[Problem a]: Report every line of the entries below that contains the word "fence", copying each such line in full.

━━━━━━━━━━━━━━━━━━━━━━━━━━━━━━

A Case Study for the Kidd Creek Leaky Feeder Network for Mine “D”

Building a two-way radio network is challenging, but building one to operate underground to support mining operations is extremely difficult due to the harsh and ever-changing propagation environment. Signals reflect inside a mine and cause multipath interference. In addition, these same signals will not penetrate the mine walls.

Having worked on several types of mines – in situ, open pit, and shaft – the deep Kidd Creek mine north of Timmons, Ontario offered a particularly difficult technical challenge for a “Leaky Feeder” design.

TechTarget (2015) defines a leaky feeder as a coaxial cable that has small sections of its copper shielding stripped away to allow radio frequency (RF) signals to escape. Leaky feeders, which act as extended antennas, are also called radiating cables.

Leaky feeders are used in places where the actual structure makes RF communication difficult. Leaky feeders are often used in structures with metal frameworks such as skyscrapers, tunnels, ships and planes to extend mobile coverage. They are also useful in situations where low power levels are required to prevent interference with other communication technologies that share the same frequency spectrum.

Leaky feeders were originally used in underground mines. Normally it would be impossible for someone in a mine to communicate with the surface with a hand-held radio. Sufficient cabling working in conjunction with signal amplifiers, however, can be strong enough to cover an entire mine. Base stations on the surface can then route and combine multiple audio channels so the miner’s communications to can remain separate or be combined as needs require. The Kidd Creek Leaky Feeder network included an underground LMR (Land Mobile Radio) design amongst other signal types that were all integrated into a shared harmonized network.

In 1964, geologists discovered the ore body and at its peak, this mine employed nearly 3,000 staff and contractors.

It started as an open pit mine until it reached its maximum allowable depth and then shaft mining was begun. The vertical shafts run down beside the ore body and horizontal levels extend into the ore body for ore extraction and back-filling.

━━━━━━━━━━━━━━━━━━━━━━━━━━━━━━

[Problem b]: In the leaky feeder case study above, rename "coaxial cable" to "copper cable" and give the passage again, starting at "Having worked on" and ending at "called radiating cables.".

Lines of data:
━━━━━━━━━━━━━━━━━━━━━━━━━━━━━━

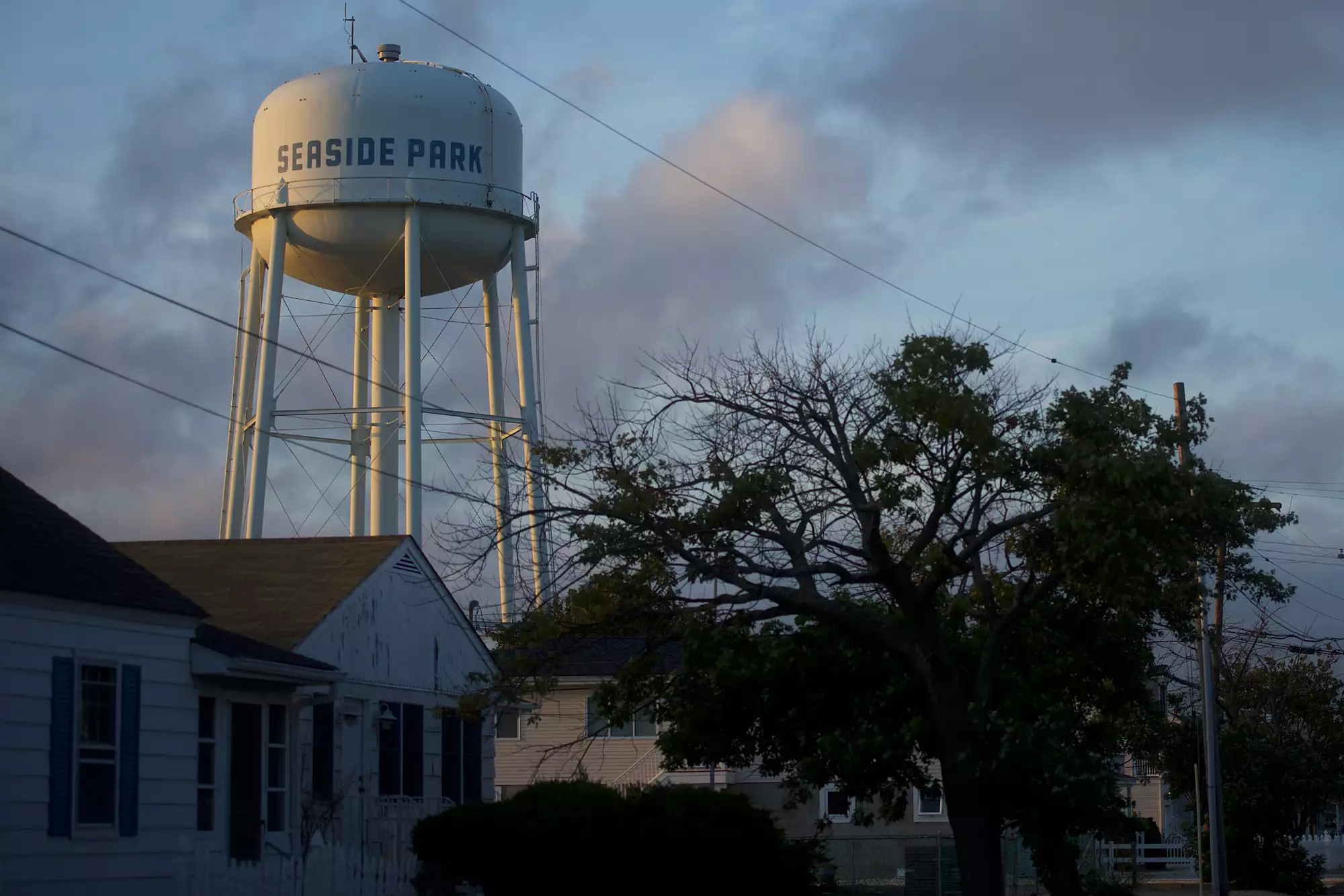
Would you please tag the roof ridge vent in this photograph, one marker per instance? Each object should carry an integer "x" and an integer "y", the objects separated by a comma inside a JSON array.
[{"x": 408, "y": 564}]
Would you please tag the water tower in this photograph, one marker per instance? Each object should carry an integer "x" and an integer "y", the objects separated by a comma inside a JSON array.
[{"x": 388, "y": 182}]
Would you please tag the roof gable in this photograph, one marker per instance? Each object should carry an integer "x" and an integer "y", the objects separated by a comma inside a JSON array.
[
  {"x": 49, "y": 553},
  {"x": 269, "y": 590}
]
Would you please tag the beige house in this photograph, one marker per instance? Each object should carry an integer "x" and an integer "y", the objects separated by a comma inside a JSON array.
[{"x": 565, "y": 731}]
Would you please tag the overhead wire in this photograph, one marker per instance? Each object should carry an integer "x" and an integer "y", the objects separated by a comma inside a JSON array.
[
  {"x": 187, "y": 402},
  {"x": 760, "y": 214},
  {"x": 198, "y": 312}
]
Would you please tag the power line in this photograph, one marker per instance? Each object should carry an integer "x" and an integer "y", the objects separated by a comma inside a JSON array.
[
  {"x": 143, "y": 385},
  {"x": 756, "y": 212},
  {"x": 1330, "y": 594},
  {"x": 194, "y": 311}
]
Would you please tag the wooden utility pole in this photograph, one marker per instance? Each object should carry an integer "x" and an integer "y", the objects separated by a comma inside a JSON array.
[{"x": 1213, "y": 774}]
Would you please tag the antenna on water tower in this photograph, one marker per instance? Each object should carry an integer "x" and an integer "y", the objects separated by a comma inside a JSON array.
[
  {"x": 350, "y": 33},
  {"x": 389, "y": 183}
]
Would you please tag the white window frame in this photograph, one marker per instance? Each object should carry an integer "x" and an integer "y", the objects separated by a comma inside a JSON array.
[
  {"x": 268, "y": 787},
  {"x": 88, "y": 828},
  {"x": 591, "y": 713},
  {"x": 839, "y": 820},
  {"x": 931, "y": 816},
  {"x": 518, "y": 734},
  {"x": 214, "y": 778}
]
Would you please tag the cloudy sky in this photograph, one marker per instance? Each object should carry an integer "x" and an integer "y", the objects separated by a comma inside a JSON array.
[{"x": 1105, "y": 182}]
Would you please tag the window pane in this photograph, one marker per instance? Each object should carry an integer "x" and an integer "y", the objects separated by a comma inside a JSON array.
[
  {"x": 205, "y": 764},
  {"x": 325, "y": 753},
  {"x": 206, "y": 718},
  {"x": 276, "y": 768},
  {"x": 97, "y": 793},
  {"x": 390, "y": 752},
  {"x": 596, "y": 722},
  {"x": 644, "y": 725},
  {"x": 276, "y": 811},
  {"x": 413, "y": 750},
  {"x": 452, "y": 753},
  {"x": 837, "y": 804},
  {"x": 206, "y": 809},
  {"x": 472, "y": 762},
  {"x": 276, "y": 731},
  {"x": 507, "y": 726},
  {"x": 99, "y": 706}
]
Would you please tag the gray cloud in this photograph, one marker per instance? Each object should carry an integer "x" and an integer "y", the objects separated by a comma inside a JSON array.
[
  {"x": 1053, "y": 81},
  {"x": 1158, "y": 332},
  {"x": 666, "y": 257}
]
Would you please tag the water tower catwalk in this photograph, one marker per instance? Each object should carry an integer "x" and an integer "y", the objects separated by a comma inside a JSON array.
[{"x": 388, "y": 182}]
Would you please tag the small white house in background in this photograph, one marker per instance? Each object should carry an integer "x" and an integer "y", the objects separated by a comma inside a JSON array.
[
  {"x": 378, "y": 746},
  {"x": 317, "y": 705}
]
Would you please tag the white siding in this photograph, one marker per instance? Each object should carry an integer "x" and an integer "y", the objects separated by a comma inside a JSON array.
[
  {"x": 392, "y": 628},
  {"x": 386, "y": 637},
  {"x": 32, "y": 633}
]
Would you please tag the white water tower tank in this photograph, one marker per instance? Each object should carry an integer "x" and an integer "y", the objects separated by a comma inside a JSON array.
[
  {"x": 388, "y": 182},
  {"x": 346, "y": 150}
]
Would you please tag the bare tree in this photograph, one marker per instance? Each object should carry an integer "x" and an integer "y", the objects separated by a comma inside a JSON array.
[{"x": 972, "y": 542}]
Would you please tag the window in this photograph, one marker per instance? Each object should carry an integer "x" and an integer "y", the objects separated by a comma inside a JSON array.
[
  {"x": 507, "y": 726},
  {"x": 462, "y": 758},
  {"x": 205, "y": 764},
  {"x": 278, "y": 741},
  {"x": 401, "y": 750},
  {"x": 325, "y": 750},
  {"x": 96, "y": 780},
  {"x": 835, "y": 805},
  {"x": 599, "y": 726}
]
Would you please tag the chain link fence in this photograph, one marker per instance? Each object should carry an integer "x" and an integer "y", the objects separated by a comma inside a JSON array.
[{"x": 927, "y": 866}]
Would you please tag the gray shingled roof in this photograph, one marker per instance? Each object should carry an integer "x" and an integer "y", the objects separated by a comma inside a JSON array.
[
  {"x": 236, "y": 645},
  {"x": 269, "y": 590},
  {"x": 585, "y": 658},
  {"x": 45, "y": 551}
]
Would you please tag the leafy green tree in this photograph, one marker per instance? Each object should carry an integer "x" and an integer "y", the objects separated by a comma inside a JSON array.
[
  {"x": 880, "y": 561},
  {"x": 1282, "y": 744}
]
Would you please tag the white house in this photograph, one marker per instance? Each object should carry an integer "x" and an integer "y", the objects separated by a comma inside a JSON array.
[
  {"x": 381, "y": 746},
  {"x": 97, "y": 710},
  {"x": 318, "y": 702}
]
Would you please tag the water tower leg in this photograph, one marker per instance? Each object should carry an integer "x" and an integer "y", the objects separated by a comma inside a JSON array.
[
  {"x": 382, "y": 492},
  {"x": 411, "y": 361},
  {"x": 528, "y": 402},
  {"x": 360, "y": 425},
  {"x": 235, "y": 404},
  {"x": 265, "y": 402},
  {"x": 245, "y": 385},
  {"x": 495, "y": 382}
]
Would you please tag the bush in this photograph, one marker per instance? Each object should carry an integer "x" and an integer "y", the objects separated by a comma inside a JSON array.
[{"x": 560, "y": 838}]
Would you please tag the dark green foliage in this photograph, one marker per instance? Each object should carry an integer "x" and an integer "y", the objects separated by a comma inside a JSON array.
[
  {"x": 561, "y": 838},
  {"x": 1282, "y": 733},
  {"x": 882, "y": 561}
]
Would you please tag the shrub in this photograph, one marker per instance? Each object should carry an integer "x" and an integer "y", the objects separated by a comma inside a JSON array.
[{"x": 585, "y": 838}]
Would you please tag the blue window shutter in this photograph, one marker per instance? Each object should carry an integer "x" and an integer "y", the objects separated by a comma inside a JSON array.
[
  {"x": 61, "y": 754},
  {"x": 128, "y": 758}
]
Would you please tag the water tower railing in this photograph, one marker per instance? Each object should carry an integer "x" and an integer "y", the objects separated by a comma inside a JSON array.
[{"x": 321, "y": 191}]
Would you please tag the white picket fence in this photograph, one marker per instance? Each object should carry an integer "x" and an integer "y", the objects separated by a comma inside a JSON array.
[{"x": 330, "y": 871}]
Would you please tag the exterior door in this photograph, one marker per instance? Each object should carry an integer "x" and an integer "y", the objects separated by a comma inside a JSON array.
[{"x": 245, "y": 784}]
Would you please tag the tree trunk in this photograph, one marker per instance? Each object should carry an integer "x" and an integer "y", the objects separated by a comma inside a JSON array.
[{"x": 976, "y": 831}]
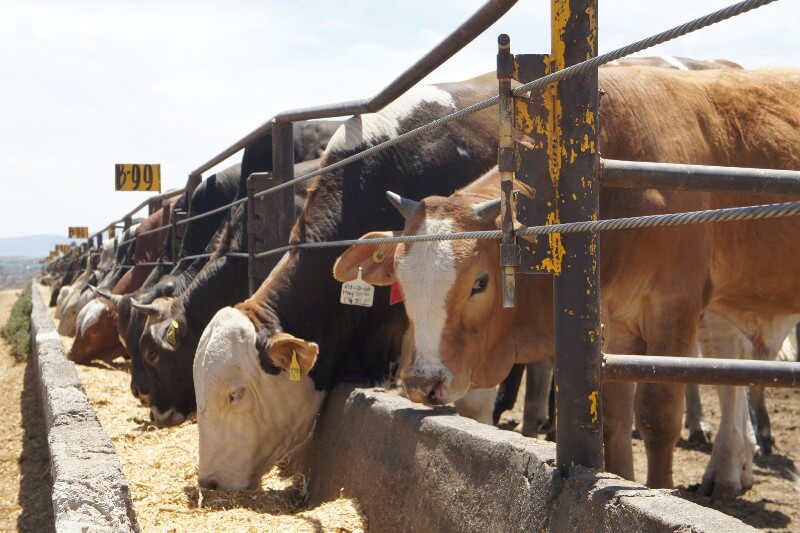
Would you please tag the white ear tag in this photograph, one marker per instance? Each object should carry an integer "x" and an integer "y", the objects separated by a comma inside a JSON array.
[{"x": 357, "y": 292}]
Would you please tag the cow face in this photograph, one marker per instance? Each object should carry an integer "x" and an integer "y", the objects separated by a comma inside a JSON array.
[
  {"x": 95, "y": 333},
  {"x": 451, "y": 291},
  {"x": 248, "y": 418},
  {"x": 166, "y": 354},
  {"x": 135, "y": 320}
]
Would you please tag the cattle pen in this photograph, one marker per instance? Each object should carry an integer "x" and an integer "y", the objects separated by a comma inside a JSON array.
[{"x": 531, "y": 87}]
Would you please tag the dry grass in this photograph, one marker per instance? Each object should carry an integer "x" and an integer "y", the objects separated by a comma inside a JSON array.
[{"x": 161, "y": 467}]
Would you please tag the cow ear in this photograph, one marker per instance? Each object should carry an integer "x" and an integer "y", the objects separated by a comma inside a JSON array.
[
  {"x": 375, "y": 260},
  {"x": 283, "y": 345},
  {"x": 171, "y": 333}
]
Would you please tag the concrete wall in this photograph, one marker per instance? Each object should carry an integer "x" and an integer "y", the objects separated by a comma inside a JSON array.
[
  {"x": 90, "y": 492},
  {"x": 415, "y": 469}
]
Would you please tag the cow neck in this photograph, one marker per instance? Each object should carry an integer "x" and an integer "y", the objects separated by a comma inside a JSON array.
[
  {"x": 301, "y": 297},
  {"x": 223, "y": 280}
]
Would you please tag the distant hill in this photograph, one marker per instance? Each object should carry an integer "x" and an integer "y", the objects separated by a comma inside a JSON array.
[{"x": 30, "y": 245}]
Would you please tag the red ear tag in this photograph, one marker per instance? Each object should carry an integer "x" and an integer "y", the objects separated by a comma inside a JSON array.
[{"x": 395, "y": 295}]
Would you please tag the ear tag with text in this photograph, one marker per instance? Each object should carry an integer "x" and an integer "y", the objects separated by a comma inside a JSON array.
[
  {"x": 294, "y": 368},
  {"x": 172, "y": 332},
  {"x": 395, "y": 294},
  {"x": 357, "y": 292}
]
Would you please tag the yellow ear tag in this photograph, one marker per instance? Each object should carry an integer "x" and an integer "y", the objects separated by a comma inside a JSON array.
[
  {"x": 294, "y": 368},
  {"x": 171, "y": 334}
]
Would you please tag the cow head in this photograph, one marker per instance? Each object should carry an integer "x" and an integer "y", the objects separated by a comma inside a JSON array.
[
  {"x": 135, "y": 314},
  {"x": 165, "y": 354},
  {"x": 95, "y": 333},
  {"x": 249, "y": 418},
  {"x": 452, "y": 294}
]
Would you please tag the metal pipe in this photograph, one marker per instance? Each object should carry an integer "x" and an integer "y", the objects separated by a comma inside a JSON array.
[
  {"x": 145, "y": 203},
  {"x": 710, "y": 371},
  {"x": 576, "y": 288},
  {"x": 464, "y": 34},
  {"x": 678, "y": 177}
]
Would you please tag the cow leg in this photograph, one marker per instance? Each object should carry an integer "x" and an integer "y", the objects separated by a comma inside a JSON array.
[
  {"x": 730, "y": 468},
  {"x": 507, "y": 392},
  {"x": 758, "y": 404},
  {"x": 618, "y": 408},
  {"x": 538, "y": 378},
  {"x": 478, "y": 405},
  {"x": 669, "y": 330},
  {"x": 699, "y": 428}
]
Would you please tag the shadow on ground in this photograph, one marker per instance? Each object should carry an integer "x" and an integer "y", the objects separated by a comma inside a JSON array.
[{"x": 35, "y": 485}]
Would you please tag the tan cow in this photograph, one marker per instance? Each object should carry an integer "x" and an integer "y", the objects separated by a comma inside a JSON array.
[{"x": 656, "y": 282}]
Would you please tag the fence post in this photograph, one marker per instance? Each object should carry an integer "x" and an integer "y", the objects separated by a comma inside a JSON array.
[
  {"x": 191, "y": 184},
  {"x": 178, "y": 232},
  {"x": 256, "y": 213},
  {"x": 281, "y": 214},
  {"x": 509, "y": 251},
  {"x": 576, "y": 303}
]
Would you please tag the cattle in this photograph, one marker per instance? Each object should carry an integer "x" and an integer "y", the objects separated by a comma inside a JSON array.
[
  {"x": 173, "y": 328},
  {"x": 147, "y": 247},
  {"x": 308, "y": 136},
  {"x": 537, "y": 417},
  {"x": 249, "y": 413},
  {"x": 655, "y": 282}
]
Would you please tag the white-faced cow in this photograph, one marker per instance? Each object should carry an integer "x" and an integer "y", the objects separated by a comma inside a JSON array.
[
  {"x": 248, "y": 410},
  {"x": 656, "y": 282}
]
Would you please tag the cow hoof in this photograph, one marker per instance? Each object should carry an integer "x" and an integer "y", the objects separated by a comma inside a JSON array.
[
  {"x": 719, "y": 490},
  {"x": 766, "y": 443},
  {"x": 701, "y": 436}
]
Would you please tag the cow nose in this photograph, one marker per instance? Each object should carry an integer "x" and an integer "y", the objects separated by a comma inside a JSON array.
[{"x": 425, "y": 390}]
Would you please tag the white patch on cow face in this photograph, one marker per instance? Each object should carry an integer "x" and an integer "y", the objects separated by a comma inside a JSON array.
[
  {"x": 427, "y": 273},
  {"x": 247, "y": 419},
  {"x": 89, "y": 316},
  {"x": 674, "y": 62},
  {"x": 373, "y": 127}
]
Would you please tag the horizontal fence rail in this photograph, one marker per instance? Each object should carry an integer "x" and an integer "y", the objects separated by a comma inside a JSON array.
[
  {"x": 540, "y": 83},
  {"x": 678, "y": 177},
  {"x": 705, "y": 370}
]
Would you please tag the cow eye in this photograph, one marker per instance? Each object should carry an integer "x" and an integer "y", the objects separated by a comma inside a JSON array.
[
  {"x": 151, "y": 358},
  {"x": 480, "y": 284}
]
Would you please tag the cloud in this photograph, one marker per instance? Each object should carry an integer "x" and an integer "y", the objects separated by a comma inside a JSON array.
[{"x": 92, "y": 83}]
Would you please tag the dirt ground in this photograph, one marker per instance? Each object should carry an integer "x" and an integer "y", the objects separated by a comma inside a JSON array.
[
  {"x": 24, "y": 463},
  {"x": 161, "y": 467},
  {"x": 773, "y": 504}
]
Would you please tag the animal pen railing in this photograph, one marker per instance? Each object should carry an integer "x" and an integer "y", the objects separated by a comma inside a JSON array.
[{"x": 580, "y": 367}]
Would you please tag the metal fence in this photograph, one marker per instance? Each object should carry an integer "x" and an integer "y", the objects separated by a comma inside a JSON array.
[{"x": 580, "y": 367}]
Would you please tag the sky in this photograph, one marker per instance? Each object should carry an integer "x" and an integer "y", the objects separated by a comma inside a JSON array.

━━━━━━━━━━━━━━━━━━━━━━━━━━━━━━

[Right answer a]:
Would you please tag the chain link fence in this photograph, one marker per instance? Each object should carry an integer "x" and an integer "y", the objects separated by a comma inside a JSON array.
Would you please tag the white picket fence in this photograph, one marker per instance? Each object should carry an integer "x" and an integer "y", the objects separated by a comma inside a JSON array.
Would you please tag the fence post in this photograph, one marker per instance? Each object should carry an integer "x" and an integer "y", the objects separated by a comma inside a JSON array.
Would you please tag the horizontal fence rail in this photograph, one marker per instance? Each object should carry an integer "x" and an integer "y", the objects separated by a comma inside a JSON array.
Would you please tag the metal fence in this photograph, one marker per instance? Each object should carry an integer "x" and an integer "y", the objects separated by a comma inside a JSON array.

[Right answer b]:
Having worked on several types of mines – in situ, open pit, and shaft – the deep Kidd Creek mine north of Timmons, Ontario offered a particularly difficult technical challenge for a “Leaky Feeder” design.

TechTarget (2015) defines a leaky feeder as a copper cable that has small sections of its copper shielding stripped away to allow radio frequency (RF) signals to escape. Leaky feeders, which act as extended antennas, are also called radiating cables.